TASK INPUT>
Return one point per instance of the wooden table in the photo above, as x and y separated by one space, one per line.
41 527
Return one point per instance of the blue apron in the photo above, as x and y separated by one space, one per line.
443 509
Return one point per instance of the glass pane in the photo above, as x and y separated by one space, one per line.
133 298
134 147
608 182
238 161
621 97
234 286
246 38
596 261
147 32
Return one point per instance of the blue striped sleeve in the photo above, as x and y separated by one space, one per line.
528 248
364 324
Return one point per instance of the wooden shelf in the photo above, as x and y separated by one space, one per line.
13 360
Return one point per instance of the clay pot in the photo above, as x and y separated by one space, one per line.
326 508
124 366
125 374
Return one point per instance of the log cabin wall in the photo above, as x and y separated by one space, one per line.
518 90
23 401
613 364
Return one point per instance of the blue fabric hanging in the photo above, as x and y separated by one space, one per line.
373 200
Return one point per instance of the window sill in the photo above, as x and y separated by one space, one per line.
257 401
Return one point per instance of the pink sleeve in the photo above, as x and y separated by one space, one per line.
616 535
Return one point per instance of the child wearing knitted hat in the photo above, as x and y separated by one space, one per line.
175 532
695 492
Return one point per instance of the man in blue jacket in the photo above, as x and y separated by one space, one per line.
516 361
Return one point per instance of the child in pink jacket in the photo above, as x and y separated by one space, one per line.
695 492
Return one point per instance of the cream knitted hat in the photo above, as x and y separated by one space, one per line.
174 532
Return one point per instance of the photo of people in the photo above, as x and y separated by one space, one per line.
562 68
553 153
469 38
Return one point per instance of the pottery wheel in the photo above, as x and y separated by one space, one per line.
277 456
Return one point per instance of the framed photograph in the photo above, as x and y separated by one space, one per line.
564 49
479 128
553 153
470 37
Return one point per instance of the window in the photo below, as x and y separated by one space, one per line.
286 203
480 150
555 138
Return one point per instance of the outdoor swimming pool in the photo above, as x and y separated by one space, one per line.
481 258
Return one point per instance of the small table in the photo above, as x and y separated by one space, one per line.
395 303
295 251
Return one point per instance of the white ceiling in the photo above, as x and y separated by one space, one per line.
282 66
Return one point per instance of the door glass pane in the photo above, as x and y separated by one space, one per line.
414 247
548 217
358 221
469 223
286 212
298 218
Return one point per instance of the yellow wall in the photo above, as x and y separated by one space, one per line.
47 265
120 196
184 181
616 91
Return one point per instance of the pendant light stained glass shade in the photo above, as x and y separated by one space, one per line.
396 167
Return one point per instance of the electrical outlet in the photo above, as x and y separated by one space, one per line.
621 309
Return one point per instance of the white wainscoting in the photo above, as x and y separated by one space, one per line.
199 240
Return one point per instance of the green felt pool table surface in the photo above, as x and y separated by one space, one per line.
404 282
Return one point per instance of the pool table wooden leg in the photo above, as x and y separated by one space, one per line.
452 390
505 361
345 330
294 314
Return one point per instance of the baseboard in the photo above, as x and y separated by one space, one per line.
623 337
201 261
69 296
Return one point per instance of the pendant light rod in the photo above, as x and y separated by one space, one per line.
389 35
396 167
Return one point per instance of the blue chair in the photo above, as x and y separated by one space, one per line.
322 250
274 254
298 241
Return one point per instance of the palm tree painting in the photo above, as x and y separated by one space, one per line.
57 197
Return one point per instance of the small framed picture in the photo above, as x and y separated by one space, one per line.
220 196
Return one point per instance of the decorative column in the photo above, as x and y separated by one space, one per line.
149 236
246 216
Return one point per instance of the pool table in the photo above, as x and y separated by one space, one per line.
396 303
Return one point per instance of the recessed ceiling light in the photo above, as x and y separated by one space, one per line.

EXERCISE DETAILS>
Lay out the lines of the entries above as a two-column Markdown table headed "Row" and "Content," starting at the line that contains "Return one point per instance of the yellow" and running through the end of the entries, with both ends included. Number each line in the Row column, and leave out any blank lines.

OUTPUT BELOW>
| Row | Content |
|---|---|
| 1 | Return one point per instance of the yellow wall in the photo above, as x and y separated by one space, one per line. |
| 2 | 47 265 |
| 3 | 120 196 |
| 4 | 184 181 |
| 5 | 616 91 |
| 6 | Return one point per instance of the pendant light stained glass shade in the photo above, as x and y separated by one space, one per line. |
| 7 | 396 167 |
| 8 | Return one point per instance of the electrical outlet in the photo above, as x and y separated by one space, one per line. |
| 9 | 621 309 |
| 10 | Return one point per instance of the white wainscoting in the photo above, as x and y separated by one space, one per line. |
| 11 | 199 240 |
| 12 | Return one point per instance of the green felt pool table surface in the photo above, as x and y separated by one space, one per line. |
| 13 | 404 282 |
| 14 | Return one point per instance of the pool table wooden leg in the photo above, as x and y separated by one space, one per line. |
| 15 | 452 390 |
| 16 | 505 361 |
| 17 | 345 330 |
| 18 | 294 314 |
| 19 | Return one point per instance of the baseboard in the photo above, as x and y separated by one space, one per line. |
| 20 | 623 337 |
| 21 | 201 261 |
| 22 | 69 296 |
| 23 | Return one point per instance of the pendant light rod in the photo above, as x and y separated by one space, one per line. |
| 24 | 389 35 |
| 25 | 396 167 |
| 26 | Return one point per instance of the blue chair in the photo above, as x and y separated by one space, one per line. |
| 27 | 322 250 |
| 28 | 274 254 |
| 29 | 298 241 |
| 30 | Return one point per instance of the palm tree painting in the photo above, as x and y separated by one space, one per line. |
| 31 | 57 197 |
| 32 | Return one point per instance of the small framed picture in the photo above, as x and y separated by one space, one per line. |
| 33 | 220 196 |
| 34 | Return one point per instance of the decorative column in the photo above, as x and y separated by one space, one per line. |
| 35 | 149 236 |
| 36 | 246 216 |
| 37 | Return one point per instance of the pool table in the photo above, as x and y separated by one space, one per line. |
| 38 | 396 303 |
| 39 | Return one point per instance of the recessed ceiling light in the photo above, as x and y separated by one space, one per line. |